### What you are asked to do
Copy each line of the listing that includes "logo".

### Recorded data
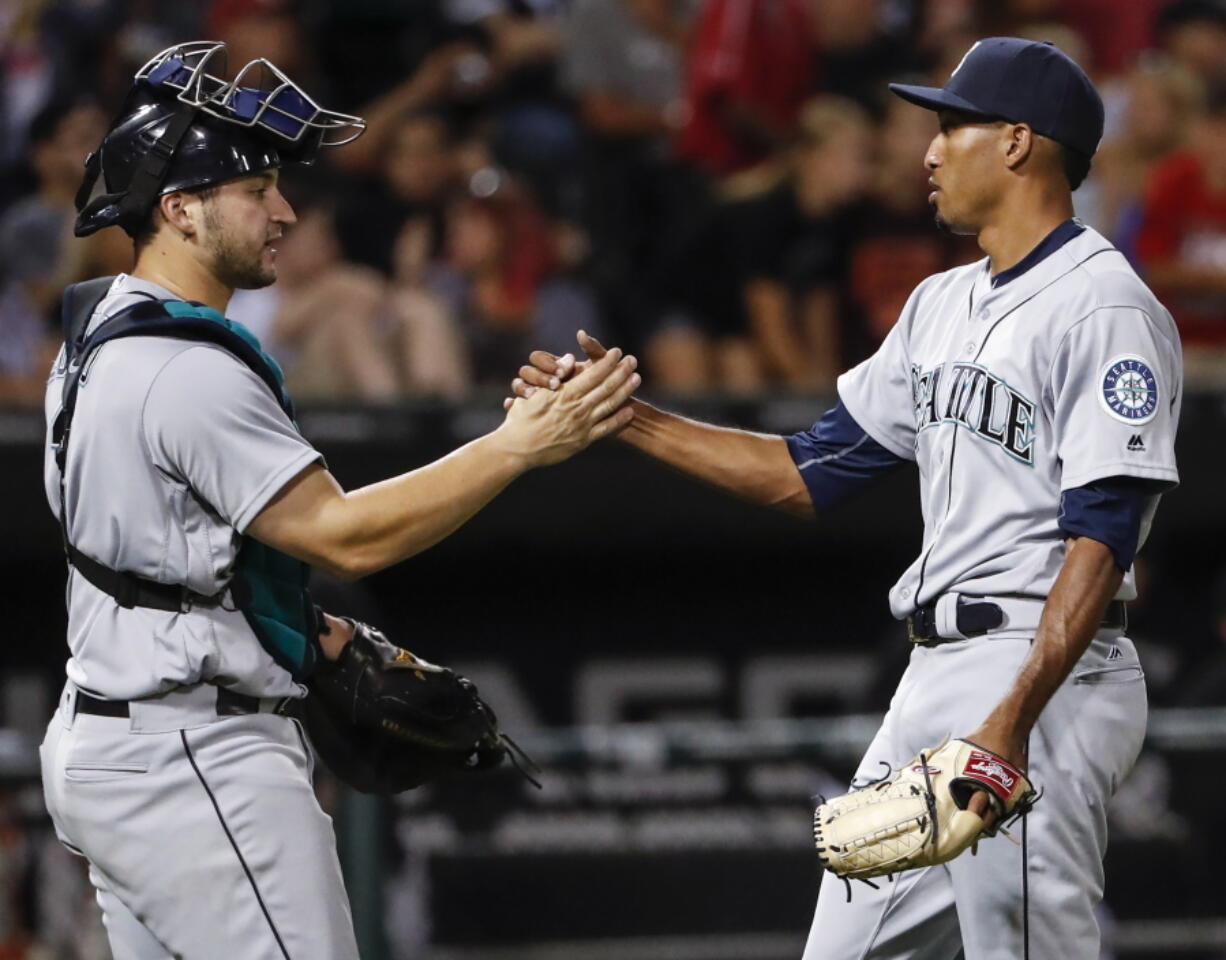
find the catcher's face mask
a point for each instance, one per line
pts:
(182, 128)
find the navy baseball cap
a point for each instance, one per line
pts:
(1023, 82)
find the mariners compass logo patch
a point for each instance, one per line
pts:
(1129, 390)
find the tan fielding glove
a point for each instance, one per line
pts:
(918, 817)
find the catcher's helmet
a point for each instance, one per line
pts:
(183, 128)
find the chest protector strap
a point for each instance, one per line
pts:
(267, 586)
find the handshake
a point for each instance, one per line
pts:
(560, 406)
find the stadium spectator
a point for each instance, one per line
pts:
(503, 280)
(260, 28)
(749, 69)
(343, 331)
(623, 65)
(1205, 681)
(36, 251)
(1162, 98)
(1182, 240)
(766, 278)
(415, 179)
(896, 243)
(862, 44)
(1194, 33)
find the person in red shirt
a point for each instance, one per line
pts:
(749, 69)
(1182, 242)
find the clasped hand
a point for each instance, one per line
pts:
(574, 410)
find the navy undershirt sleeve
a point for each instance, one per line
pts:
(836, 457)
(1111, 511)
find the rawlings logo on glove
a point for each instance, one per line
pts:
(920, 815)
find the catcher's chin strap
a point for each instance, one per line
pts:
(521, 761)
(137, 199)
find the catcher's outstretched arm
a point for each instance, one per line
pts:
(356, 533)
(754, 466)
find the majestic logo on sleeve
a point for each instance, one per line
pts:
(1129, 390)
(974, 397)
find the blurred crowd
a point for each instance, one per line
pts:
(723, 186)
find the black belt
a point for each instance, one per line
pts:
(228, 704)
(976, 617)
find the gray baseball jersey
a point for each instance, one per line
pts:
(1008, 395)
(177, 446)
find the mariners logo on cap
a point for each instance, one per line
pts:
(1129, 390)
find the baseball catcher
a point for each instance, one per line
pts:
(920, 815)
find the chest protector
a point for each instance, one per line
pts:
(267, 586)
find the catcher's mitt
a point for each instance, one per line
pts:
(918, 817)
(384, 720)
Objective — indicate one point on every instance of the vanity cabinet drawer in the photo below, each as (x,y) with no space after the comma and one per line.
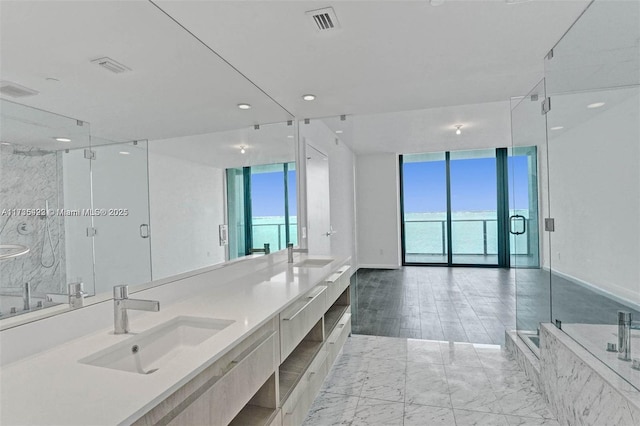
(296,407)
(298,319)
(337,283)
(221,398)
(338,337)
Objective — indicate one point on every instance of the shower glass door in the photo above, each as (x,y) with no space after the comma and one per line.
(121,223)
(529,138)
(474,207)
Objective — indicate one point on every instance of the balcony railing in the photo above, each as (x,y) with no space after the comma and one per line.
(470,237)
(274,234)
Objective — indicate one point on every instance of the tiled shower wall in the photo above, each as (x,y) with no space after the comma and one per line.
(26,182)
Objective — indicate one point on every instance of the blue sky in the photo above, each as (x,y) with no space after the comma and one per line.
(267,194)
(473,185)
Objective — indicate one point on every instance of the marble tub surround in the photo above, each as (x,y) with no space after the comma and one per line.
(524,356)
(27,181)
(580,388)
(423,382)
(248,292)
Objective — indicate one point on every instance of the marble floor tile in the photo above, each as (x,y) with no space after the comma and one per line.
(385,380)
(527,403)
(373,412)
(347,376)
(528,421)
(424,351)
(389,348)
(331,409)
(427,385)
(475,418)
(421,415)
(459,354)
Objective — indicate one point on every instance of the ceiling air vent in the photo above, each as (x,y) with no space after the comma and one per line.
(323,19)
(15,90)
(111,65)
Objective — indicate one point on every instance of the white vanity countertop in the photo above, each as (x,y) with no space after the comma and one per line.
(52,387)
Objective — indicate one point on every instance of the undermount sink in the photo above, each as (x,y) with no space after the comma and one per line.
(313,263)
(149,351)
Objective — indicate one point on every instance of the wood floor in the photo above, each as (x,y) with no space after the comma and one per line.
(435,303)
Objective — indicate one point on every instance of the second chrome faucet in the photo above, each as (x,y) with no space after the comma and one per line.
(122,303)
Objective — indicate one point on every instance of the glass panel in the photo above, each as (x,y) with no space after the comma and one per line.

---

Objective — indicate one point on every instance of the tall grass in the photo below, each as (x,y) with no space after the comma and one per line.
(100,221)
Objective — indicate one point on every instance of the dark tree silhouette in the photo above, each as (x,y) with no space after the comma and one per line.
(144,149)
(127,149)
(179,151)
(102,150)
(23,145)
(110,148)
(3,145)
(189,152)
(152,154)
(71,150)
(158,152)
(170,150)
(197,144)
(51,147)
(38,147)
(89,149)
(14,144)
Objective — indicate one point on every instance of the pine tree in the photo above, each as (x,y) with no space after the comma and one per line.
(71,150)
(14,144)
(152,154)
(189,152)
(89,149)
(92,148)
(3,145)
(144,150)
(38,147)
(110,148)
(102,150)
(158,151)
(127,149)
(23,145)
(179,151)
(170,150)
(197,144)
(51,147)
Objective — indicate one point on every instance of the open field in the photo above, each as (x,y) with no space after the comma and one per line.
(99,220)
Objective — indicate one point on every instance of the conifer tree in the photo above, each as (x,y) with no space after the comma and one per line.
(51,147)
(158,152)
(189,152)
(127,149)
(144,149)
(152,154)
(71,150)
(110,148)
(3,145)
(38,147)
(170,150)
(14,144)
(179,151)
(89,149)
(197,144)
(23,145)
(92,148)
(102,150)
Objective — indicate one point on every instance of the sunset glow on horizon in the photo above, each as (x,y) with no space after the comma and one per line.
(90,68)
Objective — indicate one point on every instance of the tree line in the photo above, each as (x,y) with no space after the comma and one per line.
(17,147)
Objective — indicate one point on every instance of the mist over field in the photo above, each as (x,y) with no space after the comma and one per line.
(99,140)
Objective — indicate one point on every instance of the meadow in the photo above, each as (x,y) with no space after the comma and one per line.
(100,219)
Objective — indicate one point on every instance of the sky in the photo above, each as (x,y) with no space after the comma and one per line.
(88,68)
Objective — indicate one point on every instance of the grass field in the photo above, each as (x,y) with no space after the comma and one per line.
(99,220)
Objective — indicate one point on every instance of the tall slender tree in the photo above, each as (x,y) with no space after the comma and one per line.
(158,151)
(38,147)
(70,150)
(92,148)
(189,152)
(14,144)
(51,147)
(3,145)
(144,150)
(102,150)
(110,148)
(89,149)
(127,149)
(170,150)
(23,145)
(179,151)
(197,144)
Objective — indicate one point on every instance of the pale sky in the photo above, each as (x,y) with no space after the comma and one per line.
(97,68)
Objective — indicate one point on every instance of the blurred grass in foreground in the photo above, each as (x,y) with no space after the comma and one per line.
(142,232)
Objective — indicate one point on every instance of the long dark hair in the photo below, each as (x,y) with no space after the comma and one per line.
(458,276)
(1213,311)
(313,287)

==

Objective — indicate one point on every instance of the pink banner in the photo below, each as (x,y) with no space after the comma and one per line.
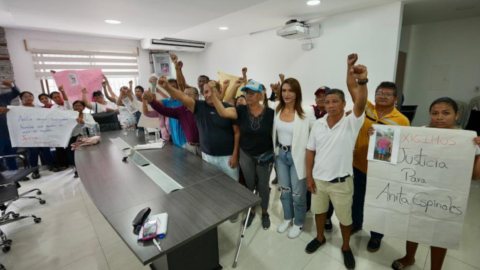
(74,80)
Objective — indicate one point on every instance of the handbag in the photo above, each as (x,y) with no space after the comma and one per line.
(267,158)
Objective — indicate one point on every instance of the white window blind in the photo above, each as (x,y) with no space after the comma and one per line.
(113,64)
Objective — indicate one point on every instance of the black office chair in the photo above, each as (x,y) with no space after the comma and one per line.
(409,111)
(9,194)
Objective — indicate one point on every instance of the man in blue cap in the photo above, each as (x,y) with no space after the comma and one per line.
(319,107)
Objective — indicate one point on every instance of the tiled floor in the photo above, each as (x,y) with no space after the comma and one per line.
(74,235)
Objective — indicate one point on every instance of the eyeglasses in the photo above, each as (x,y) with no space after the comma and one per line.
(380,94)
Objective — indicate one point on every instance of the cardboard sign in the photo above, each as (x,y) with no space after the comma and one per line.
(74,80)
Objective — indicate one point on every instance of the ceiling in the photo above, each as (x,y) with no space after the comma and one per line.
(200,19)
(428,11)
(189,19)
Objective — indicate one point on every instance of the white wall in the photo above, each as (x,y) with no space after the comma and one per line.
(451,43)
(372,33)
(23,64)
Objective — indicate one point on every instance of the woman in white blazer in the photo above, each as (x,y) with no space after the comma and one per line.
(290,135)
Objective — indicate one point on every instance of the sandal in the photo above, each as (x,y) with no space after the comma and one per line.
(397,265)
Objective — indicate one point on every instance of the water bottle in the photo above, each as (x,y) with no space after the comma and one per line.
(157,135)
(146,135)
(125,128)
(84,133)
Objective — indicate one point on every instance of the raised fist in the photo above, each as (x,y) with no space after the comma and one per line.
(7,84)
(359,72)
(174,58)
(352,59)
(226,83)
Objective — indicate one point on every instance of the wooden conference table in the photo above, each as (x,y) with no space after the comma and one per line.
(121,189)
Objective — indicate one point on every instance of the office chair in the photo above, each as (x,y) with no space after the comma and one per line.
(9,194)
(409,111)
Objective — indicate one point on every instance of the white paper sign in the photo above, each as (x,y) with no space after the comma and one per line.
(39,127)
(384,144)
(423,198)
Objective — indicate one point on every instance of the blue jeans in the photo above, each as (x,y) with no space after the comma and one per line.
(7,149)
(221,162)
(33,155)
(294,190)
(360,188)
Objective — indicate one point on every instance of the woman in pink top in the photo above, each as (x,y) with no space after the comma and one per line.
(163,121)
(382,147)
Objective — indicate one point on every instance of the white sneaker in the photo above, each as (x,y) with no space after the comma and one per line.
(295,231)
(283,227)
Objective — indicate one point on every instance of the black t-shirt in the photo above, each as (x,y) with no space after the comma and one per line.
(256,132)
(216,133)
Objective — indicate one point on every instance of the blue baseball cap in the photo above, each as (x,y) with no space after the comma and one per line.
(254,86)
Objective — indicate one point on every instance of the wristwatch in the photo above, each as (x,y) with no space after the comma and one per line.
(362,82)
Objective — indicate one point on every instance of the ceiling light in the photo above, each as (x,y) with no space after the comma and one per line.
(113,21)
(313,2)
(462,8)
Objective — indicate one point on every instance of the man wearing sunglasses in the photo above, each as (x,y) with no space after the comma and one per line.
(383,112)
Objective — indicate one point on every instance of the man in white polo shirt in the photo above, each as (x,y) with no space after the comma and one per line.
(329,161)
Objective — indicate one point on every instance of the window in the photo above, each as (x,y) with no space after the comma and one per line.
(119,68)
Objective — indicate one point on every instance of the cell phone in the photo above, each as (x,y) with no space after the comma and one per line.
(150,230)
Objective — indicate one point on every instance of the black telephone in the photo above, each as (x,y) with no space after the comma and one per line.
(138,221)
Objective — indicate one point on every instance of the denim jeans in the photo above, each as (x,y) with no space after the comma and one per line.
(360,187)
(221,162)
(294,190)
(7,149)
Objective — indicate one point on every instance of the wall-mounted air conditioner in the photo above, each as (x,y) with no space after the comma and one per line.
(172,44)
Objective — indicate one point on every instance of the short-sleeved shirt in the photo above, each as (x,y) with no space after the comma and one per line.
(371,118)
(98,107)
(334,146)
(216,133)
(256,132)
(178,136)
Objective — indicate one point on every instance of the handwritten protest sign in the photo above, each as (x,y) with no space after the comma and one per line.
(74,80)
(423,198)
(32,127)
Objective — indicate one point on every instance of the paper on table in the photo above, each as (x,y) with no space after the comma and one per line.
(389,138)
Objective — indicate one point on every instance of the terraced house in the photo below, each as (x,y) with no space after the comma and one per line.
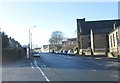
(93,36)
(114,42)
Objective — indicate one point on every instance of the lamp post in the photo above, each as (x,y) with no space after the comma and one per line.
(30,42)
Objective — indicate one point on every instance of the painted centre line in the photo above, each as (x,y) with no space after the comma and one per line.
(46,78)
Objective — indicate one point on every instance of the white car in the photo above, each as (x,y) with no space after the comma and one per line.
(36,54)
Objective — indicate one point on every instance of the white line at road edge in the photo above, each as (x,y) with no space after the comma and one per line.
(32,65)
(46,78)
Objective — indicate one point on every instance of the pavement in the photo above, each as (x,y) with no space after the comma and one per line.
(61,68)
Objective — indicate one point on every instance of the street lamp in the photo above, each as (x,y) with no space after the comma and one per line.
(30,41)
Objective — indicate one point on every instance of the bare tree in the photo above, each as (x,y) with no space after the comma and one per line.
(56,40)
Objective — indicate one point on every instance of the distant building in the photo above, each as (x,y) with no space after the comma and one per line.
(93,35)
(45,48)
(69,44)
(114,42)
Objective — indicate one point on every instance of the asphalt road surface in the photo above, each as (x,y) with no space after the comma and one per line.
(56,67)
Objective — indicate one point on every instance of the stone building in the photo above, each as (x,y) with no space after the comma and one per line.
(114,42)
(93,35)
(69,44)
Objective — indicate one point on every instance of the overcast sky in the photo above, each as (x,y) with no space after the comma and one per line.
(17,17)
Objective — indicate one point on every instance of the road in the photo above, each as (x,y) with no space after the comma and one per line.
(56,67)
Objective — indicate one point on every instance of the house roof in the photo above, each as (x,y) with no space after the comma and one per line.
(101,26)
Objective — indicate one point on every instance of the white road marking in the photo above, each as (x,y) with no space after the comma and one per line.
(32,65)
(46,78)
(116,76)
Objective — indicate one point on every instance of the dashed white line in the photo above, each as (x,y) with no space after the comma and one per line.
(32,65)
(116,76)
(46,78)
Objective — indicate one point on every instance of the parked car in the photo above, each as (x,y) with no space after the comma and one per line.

### Completed task
find the mariners compass logo patch
find the rawlings logo on glove
find the majestic logo on sleeve
find the mariners logo on cap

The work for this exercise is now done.